WHAT THE TASK REQUIRES — Count the lines of the material below that contain the string "cloud", treating uppercase and lowercase as different. Reply with the number alone.

MATERIAL TO PROCESS —
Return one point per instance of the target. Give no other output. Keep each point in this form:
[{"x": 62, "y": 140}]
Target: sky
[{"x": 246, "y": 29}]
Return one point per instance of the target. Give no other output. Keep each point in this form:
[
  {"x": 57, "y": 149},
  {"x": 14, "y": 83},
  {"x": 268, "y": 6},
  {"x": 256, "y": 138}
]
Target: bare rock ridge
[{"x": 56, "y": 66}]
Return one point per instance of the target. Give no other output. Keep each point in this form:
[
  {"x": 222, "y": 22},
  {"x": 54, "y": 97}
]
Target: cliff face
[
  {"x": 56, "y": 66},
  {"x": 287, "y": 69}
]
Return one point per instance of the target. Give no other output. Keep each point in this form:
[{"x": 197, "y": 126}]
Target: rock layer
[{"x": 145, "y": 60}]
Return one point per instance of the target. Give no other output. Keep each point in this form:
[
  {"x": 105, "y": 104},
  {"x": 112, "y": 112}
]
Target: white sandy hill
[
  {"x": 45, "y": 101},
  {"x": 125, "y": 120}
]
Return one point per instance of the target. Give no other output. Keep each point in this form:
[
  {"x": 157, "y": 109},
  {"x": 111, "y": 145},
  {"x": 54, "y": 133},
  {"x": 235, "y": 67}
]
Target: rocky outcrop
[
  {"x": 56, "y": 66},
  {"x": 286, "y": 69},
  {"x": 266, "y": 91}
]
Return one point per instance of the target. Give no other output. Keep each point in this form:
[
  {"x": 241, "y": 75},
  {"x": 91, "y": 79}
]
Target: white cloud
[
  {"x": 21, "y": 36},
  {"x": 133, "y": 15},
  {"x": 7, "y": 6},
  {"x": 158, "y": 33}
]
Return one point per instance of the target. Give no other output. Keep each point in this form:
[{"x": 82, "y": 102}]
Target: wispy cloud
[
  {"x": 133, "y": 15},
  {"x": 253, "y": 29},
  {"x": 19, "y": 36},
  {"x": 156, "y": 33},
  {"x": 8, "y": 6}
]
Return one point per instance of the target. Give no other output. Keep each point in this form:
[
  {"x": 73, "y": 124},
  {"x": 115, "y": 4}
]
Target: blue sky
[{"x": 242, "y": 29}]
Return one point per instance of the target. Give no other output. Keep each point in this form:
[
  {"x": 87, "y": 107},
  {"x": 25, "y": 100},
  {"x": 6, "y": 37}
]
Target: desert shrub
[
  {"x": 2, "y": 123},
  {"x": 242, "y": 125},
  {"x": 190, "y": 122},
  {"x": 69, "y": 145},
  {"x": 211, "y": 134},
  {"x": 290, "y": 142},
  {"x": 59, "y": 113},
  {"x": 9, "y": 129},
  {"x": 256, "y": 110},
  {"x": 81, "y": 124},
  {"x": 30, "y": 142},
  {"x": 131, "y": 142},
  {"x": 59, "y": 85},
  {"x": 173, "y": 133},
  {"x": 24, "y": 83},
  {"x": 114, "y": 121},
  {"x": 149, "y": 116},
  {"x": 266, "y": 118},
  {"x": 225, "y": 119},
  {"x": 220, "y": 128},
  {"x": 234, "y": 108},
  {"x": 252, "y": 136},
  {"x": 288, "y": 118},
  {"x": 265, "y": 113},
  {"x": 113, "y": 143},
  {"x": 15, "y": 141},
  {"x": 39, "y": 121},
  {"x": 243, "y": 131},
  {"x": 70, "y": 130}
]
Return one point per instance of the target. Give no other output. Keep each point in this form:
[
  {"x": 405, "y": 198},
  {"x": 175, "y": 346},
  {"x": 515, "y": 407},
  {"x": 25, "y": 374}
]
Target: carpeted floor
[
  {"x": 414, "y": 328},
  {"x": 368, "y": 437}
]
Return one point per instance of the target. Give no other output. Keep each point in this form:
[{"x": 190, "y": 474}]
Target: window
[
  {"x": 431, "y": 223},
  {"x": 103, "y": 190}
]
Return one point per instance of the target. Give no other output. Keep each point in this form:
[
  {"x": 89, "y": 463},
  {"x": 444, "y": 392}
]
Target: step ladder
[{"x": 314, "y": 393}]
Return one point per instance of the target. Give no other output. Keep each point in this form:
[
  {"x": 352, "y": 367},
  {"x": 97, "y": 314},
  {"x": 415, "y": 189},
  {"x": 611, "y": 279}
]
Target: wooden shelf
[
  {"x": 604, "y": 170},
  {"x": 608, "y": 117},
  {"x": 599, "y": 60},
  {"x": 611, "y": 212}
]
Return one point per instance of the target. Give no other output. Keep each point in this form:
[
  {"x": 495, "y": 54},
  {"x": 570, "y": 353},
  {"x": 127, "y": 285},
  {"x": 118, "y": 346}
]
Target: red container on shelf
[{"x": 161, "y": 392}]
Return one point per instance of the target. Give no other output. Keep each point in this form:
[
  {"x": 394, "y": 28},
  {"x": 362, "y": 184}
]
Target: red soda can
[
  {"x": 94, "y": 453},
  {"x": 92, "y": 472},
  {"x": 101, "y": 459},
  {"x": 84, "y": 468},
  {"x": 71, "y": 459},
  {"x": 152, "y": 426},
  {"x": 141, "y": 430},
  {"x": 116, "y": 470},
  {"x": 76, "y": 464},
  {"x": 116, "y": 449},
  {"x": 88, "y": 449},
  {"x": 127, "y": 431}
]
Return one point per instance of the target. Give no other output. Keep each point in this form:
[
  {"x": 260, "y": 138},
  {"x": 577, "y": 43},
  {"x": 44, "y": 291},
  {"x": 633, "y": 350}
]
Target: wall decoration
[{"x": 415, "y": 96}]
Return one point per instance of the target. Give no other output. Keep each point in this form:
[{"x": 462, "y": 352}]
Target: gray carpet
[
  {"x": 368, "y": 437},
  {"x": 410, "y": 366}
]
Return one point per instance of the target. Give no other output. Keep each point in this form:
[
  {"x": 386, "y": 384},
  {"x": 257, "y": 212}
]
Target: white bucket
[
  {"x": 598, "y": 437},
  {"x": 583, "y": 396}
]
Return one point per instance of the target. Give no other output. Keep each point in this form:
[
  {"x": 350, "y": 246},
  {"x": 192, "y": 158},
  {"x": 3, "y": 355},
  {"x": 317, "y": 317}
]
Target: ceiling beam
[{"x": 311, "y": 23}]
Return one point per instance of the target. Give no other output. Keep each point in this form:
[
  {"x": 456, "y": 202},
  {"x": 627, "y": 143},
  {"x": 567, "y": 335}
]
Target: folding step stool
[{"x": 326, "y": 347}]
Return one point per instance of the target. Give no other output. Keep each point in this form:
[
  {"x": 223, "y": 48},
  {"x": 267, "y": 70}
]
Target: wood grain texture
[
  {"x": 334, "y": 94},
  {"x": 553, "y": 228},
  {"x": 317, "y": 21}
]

COMPLETE ANSWER — 2